The operating system is resource management software.
OS manages the hardware and acts as the sole coordinator between software and hardware components. OS is responsible for computer security and ensuring efficient use of processors, memory, and persistent storage.
There are three (popular) types of OS available currently in the market:
Linux was designed and developed using the basic principles of the Unix operating system. Unix was a proprietary operating system developed by Ken Thompson, Dennis Ritchie, and others. Later an open-source version of Unix was developed by the FreeBSD organization.
Ubuntu, CentOS, Fedora, REHL are some of the most popular OS built using the Linux kernel.
Linux kernel is the primary component of the Linux OS that provides the core interface between a computer’s hardware and its software/processes.
macOS was originally developed using Mach kernel which was based on the FreeBSD Unix version. Later the improved macOS kernel was named as XNU kernel. A free version of an OS named Darwin developed using the XNU kernel was released by Apple.
On top of Darwin Apple has added many proprietary layers including the Aqua Interface, Finder, etc, which is now known as macOS used across Apple computers.
The early version of windows was developed on MS-DOS. Later Windows versions were migrated to POSIX compatible OS/2.
Later versions of Windows including Windows-7/8/10/11 use a hybrid kernel, which is a combination of microkernel and monolithic kernel.
OS provides interfaces for the software to make efficient and secure use of the hardware resources.
OS makes it seamless for the user to do work on the computer by hiding the subtle complexities involved.
OS makes it possible to do multitask even with a single processor.
These are the four primary responsibilities or functionalities of an OS:
Following diagram shows a very high level overview of an Operating System. OS acting as a resource manager of the available hardware components letting multiple users (running multiple programs) use the system.
Virtualization enables OS to share the CPU/memory among multiple programs to do multitasking or execute multiple programs in parallel.
OS uses an abstraction called Process to execute multiple programs in parallel. One program can have one or more processes. Though process OS creates an illusion of multiple virtual CPUs running different programs.
Though processes are executed serially, the illusion of multiple programs running at the same time is made possible through executing chunks of different processes one by one, which enables multiple programs to use the CPU without waiting for a particular program to finish.
OS makes use of Job Scheduler to schedule processes across one or more processors. Job schedular make sure that no programs are starved and processors are utilized efficiently.
Job schedular maintains one/more queues to keep track of processes requesting access to CPU to execute code and select one (more based on the number of processors) to execute in the CPU. Job schedular makes sure that all processes get fair access to the CPU(s). Job schedular strives to balance the response time and the runtime of different processes waiting in the execution queue.
Different processes are decoupled from each other, each of the processes has its virtual memory called the address space which mimics the physical memory. Though address space memory is virtualized and enables different processes to use the physical memory efficiently.
OS makes use of hardware level interrupts to facilitate CPU time sharing.
Following diagram shows a very high level overview of virtualization of CPU. OS enables CPU time sharing among multiple processes, such that all processes can get access to the CPU(s) without waiting for other processes to complete.
When a user runs a program through the command line interface or double click on an application icon, the process running the CLI or the window manager, creates a new process using a fork and load the program code and data into memory and call exec to execute the program on the CPU.
OS provides another abstraction called Threads to implement concurrency or parallelism. Threads can be considered as a separate process with one exception that it shares the virtual memory or address space the process that creates the threads. But the thread has its stack for variables and program counter. For a single-CPU concurrency is achieved by time-shares from OS through virtualization.

_SHORT TASK 1_
Can you rewrite the entries from the line containing "Teacher note: have the class pick out the distant" through the end of the entries, inclusive, with every coordinate offset by 130 and the rest left unchanged?
These entries are unrelated to the operating system text.

Pointing dataset excerpts:
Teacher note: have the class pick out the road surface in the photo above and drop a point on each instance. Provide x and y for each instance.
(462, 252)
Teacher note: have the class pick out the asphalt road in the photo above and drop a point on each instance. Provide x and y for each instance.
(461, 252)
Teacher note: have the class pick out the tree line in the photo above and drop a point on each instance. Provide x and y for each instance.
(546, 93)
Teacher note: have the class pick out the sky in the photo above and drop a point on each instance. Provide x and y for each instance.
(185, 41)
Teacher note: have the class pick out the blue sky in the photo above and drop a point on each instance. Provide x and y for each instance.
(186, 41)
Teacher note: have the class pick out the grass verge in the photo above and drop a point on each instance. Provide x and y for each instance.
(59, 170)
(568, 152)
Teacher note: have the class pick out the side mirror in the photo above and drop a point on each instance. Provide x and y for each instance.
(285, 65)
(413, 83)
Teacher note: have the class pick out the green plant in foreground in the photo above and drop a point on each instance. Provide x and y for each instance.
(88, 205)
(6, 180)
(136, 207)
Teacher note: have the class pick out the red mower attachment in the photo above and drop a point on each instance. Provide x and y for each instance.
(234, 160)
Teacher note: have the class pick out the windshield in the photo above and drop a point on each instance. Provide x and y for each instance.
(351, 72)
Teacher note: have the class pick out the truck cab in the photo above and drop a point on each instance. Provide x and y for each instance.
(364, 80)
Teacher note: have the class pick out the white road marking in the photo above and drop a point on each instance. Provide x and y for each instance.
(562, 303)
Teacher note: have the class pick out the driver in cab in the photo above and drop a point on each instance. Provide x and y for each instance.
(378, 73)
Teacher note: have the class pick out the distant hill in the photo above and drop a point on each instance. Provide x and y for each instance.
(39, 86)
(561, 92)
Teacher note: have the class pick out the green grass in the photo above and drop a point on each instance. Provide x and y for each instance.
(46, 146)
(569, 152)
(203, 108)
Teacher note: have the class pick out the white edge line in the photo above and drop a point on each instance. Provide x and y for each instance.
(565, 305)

_SHORT TASK 2_
Using the operating system text, answer these:
(a) Who developed the Unix operating system?
(b) What kind of kernel do Windows-7/8/10/11 use?
(c) What abstraction does the OS use to execute multiple programs in parallel?

_ANSWER 1_
Teacher note: have the class pick out the distant hill in the photo above and drop a point on each instance. Provide x and y for each instance.
(169, 216)
(691, 222)
Teacher note: have the class pick out the green grass in the photo above and drop a point on each instance. Provide x and y for each instance.
(176, 276)
(699, 282)
(333, 238)
Teacher note: have the class pick out the white edge line in the photo above and drop a point on each instance. Provide x and y for each instance.
(695, 435)

_ANSWER 2_
(a) Ken Thompson, Dennis Ritchie, and others.
(b) A hybrid kernel, which combines a microkernel and a monolithic kernel.
(c) Process.